▼▼▼
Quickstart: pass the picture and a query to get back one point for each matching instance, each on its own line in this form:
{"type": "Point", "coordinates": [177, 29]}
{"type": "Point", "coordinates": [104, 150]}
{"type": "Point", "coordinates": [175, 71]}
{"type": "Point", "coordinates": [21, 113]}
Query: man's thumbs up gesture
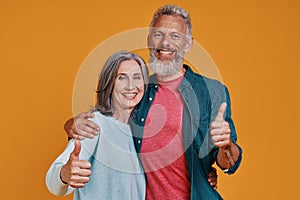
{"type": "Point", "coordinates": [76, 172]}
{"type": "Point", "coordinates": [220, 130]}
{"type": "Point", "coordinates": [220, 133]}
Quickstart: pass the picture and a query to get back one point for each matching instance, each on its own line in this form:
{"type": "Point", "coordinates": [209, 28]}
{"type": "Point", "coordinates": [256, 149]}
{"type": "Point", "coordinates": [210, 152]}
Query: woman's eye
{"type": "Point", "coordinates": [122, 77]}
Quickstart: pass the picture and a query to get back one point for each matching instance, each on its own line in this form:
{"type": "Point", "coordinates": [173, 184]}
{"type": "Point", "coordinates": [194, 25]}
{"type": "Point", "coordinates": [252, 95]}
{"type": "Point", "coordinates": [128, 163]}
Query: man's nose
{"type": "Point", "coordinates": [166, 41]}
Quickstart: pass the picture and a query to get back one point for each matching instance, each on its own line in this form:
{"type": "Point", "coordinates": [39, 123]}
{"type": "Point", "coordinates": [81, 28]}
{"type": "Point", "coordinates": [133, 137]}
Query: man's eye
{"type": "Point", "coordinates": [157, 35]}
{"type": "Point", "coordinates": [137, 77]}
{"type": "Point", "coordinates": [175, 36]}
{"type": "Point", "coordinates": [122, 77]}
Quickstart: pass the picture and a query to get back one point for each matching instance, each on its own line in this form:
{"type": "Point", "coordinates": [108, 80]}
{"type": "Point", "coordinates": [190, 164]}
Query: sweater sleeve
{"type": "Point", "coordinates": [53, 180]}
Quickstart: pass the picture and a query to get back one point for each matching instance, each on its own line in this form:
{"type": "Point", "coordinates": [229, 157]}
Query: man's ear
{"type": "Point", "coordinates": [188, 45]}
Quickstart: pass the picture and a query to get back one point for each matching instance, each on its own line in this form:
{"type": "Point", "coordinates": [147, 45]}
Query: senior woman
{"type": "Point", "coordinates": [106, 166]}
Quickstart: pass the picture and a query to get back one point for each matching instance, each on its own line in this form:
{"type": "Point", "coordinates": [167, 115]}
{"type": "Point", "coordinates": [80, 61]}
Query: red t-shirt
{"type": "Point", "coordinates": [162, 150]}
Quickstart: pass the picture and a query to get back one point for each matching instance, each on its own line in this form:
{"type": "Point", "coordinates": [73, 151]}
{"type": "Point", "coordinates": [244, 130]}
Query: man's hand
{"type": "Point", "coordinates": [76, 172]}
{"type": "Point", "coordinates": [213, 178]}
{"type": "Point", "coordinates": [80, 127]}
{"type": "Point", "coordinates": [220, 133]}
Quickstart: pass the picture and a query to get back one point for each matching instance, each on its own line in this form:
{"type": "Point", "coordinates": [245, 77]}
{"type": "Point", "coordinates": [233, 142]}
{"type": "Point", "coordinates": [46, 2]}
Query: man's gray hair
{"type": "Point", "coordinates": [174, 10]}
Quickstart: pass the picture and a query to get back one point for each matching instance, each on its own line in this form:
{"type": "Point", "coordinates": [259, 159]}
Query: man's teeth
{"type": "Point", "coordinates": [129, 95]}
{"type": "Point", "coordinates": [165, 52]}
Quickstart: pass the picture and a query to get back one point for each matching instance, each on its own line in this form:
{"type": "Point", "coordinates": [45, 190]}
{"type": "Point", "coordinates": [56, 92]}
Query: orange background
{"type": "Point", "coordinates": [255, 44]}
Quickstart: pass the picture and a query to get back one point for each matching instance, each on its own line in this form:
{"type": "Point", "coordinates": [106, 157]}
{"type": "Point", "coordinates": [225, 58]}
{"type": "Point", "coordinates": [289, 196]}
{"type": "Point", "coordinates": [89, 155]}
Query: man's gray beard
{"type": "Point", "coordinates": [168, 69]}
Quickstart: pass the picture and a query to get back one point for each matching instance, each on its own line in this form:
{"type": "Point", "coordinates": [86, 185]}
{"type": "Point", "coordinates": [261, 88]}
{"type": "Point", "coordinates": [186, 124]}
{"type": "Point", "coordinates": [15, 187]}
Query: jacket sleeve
▲▲▲
EXERCISE | Write out the records above once more, word for word, with no pictures.

THE SOLUTION |
Quickstart: pass the picture and a query to get back one point for each matching instance, each on its own line in this form:
{"type": "Point", "coordinates": [177, 29]}
{"type": "Point", "coordinates": [104, 150]}
{"type": "Point", "coordinates": [175, 71]}
{"type": "Point", "coordinates": [21, 113]}
Query: man's thumbs up gesture
{"type": "Point", "coordinates": [76, 172]}
{"type": "Point", "coordinates": [220, 130]}
{"type": "Point", "coordinates": [220, 133]}
Quickstart: pass the picture and a query to get back one point for each matching instance, each on its own line in this form:
{"type": "Point", "coordinates": [209, 28]}
{"type": "Point", "coordinates": [256, 149]}
{"type": "Point", "coordinates": [210, 152]}
Query: woman's eye
{"type": "Point", "coordinates": [122, 77]}
Quickstart: pass the picture and a query to get back one point for each matching instance, each on its own line in this form:
{"type": "Point", "coordinates": [173, 184]}
{"type": "Point", "coordinates": [194, 25]}
{"type": "Point", "coordinates": [252, 95]}
{"type": "Point", "coordinates": [128, 163]}
Query: man's nose
{"type": "Point", "coordinates": [166, 41]}
Quickstart: pass the picture and a query to get back one point for each matching instance, each on its own line in this form:
{"type": "Point", "coordinates": [39, 123]}
{"type": "Point", "coordinates": [81, 28]}
{"type": "Point", "coordinates": [133, 137]}
Query: man's eye
{"type": "Point", "coordinates": [157, 35]}
{"type": "Point", "coordinates": [137, 77]}
{"type": "Point", "coordinates": [175, 36]}
{"type": "Point", "coordinates": [122, 77]}
Quickstart: pass the picture and a query to get back one point for each matching instance, each on its own line in this form:
{"type": "Point", "coordinates": [108, 80]}
{"type": "Point", "coordinates": [190, 164]}
Query: sweater sleeve
{"type": "Point", "coordinates": [53, 180]}
Quickstart: pass the picture and a query to get back one point for each matching instance, each on its own line in this form:
{"type": "Point", "coordinates": [229, 157]}
Query: man's ear
{"type": "Point", "coordinates": [188, 45]}
Quickstart: pass the picture and a query to get back one point for each matching instance, each on its own line in this form:
{"type": "Point", "coordinates": [147, 45]}
Query: senior woman
{"type": "Point", "coordinates": [106, 166]}
Quickstart: pass the picture and a query to get back one point for each matching instance, each on its own line in this form:
{"type": "Point", "coordinates": [167, 115]}
{"type": "Point", "coordinates": [80, 61]}
Query: red t-shirt
{"type": "Point", "coordinates": [162, 150]}
Quickstart: pass the picture and a query to get back one point for each matching instance, each on its own line in this form:
{"type": "Point", "coordinates": [73, 151]}
{"type": "Point", "coordinates": [244, 130]}
Query: man's hand
{"type": "Point", "coordinates": [76, 172]}
{"type": "Point", "coordinates": [213, 178]}
{"type": "Point", "coordinates": [80, 127]}
{"type": "Point", "coordinates": [220, 133]}
Quickstart: pass the picture and a query to get back one point for each matching instance, each on its own line in this form:
{"type": "Point", "coordinates": [245, 77]}
{"type": "Point", "coordinates": [233, 142]}
{"type": "Point", "coordinates": [46, 2]}
Query: man's gray hair
{"type": "Point", "coordinates": [174, 10]}
Quickstart: pass the picture and a query to get back one point for each matching instance, each on its own line in this form:
{"type": "Point", "coordinates": [259, 159]}
Query: man's teeth
{"type": "Point", "coordinates": [129, 95]}
{"type": "Point", "coordinates": [165, 52]}
Quickstart: pass the picture and a query to get back one point for each matching instance, each on its own line in this form:
{"type": "Point", "coordinates": [45, 190]}
{"type": "Point", "coordinates": [56, 92]}
Query: orange background
{"type": "Point", "coordinates": [255, 44]}
Quickstart: pass the picture and a query to get back one point for each matching instance, each on its own line in this form:
{"type": "Point", "coordinates": [106, 157]}
{"type": "Point", "coordinates": [225, 58]}
{"type": "Point", "coordinates": [289, 196]}
{"type": "Point", "coordinates": [89, 155]}
Query: man's gray beard
{"type": "Point", "coordinates": [168, 69]}
Quickstart: pass the picture and a query to get back one point for each matching instance, each on its own line in this form:
{"type": "Point", "coordinates": [86, 185]}
{"type": "Point", "coordinates": [261, 88]}
{"type": "Point", "coordinates": [186, 124]}
{"type": "Point", "coordinates": [15, 187]}
Query: jacket sleeve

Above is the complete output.